• **GIVEN EXERCISE 1**: In the winter reading guide, which genres does the guide say New Zealand authors do so well?

Memoir authors invite readers into stories of survival, life after tragedy, reorientations, the fickleness of memory, calamity, success, and obsession.
Winter can be a time to sit and reflect on what readers want to change when spring arrives, and these non-fiction books help point the way. Whether it’s forcing a reexamination of our country’s economic failings and cultural history, or looking again at horrors modern or historic, books on this list lead the way.
From landmark celebrations of local poetry, bestsellers, famous authors, and cozy bookshop mysteries, the Winter Reading Guide has all the fiction and poetry readers will want to snuggle up with this winter.
Readers can escape into fantasy with an epic romantasy, take it back to school with dark academia, or keep it local with a stalking taniwha.
From the coziest couch, they can go back in history to colonial times, or forward into end days.
New Zealand authors do crime and thrillers so well, whether its lost children, unlikely detectives, or small towns where everyone is a suspect.
If it feels cold, warm up by plunging into icy landscapes or dipping into the stories found in our longest-running literary journal.
Language lovers can seek out poetry about the natural world, identity, or a curation of a beloved poet’s oeuvre.

Excerpts from point annotation data
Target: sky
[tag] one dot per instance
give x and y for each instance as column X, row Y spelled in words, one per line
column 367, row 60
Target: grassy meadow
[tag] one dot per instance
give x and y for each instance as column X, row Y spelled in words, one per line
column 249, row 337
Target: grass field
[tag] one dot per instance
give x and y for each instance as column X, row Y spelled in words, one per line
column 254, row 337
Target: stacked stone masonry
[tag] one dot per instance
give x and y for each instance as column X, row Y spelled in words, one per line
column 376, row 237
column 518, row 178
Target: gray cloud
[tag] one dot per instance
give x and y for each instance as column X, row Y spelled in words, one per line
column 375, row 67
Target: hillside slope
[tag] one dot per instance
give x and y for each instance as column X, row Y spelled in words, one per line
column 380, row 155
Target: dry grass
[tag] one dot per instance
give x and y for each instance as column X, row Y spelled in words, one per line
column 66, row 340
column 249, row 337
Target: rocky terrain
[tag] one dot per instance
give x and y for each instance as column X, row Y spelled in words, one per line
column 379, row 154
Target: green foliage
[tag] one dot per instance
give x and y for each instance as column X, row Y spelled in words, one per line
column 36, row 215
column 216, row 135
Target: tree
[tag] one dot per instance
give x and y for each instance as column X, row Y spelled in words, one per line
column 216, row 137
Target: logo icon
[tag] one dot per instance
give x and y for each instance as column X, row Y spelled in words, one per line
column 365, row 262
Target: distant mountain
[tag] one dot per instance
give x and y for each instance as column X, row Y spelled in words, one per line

• **GIVEN EXERCISE 2**: Output the records from the line with "Target: grassy meadow" to the line with "column 380, row 155", both included, as a Markdown table with the columns Row and Line. Put each line in its own numbered row and skip any blank lines.

• **WRITTEN ANSWER 1**: Crime and thrillers.

• **WRITTEN ANSWER 2**:
| Row | Line |
|---|---|
| 1 | Target: grassy meadow |
| 2 | [tag] one dot per instance |
| 3 | give x and y for each instance as column X, row Y spelled in words, one per line |
| 4 | column 249, row 337 |
| 5 | Target: grass field |
| 6 | [tag] one dot per instance |
| 7 | give x and y for each instance as column X, row Y spelled in words, one per line |
| 8 | column 254, row 337 |
| 9 | Target: stacked stone masonry |
| 10 | [tag] one dot per instance |
| 11 | give x and y for each instance as column X, row Y spelled in words, one per line |
| 12 | column 376, row 237 |
| 13 | column 518, row 178 |
| 14 | Target: gray cloud |
| 15 | [tag] one dot per instance |
| 16 | give x and y for each instance as column X, row Y spelled in words, one per line |
| 17 | column 375, row 67 |
| 18 | Target: hillside slope |
| 19 | [tag] one dot per instance |
| 20 | give x and y for each instance as column X, row Y spelled in words, one per line |
| 21 | column 380, row 155 |